EXERCISE A -> Please gather every line of the records below that contains the word "lens".

PAGE EXCERPT ->
——————————
Realistically, I don't see hash rockets ever going away (indeed some people have their linters enforce usage in all places because they prefer the consistency), so I don't think that argument has any real weight to it. With that in mind, I think the goal of simplifies the language, especially for newcomers is very much not met, because there is already a way to do this and this just bloats the grammar even further.
Updated by yertto (_ yertto) 1 day ago
· Edited
yet another hash assoc syntax
You're right — : is not an operator. And this change doesn't treat it as one.
: works the same way it always has: you put something on the left, put : after it, and that something becomes the hash key.
The change isn't about adding an operator, it's about completing an existing syntax family that currently stops at two left-hand forms.
Ruby already has two hash key syntax families: => (hash rocket) and : (hash colon).
——————————
EXTRACTED RECORDS ->
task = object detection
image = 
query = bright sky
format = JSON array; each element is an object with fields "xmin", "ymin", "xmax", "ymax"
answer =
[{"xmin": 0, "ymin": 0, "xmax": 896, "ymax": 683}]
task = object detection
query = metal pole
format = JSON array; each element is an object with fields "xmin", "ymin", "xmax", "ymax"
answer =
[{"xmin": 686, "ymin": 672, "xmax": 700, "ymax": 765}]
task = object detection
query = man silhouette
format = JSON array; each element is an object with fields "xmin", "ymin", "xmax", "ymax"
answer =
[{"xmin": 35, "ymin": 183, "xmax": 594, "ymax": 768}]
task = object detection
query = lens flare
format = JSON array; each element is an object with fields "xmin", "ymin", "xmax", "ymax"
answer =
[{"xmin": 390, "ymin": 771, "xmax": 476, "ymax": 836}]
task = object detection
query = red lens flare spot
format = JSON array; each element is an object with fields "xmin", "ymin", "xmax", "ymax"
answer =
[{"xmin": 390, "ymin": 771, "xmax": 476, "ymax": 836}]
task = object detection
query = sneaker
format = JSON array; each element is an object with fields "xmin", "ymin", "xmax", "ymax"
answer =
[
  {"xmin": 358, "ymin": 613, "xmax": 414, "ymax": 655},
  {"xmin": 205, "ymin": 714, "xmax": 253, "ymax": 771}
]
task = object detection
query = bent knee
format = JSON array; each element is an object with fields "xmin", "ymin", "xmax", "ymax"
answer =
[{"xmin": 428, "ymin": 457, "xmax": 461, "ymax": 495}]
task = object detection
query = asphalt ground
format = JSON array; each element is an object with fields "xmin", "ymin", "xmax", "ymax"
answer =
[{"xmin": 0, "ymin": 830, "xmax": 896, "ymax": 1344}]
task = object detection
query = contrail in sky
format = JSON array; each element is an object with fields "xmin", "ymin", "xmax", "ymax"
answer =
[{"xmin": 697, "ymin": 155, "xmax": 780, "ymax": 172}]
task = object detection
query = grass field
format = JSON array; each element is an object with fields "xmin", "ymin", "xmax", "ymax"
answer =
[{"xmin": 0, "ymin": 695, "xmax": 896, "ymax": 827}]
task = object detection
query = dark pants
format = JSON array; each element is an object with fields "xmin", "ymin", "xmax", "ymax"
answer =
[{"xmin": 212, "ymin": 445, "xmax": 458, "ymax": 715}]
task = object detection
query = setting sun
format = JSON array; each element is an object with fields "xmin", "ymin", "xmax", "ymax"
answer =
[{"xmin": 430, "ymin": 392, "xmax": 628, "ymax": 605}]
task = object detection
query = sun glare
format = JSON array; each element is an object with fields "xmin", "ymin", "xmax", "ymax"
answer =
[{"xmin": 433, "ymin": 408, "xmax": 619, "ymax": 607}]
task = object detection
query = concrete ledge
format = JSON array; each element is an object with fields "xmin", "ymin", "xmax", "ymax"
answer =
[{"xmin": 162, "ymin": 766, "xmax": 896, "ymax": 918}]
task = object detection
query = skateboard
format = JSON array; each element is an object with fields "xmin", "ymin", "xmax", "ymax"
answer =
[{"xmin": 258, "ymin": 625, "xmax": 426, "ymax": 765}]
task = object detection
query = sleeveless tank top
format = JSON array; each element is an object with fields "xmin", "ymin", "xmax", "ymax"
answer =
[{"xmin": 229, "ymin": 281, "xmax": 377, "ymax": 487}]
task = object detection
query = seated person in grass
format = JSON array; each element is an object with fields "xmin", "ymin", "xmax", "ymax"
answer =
——————————
EXERCISE B -> Revise the hash syntax discussion above, starting with "The change isn't" and going on through "and : (hash colon).", so that "hash colon" becomes "colon style".

FULL RESPONSE A ->
query = lens flare
query = red lens flare spot

FULL RESPONSE B ->
The change isn't about adding an operator, it's about completing an existing syntax family that currently stops at two left-hand forms.
Ruby already has two hash key syntax families: => (hash rocket) and : (colon style).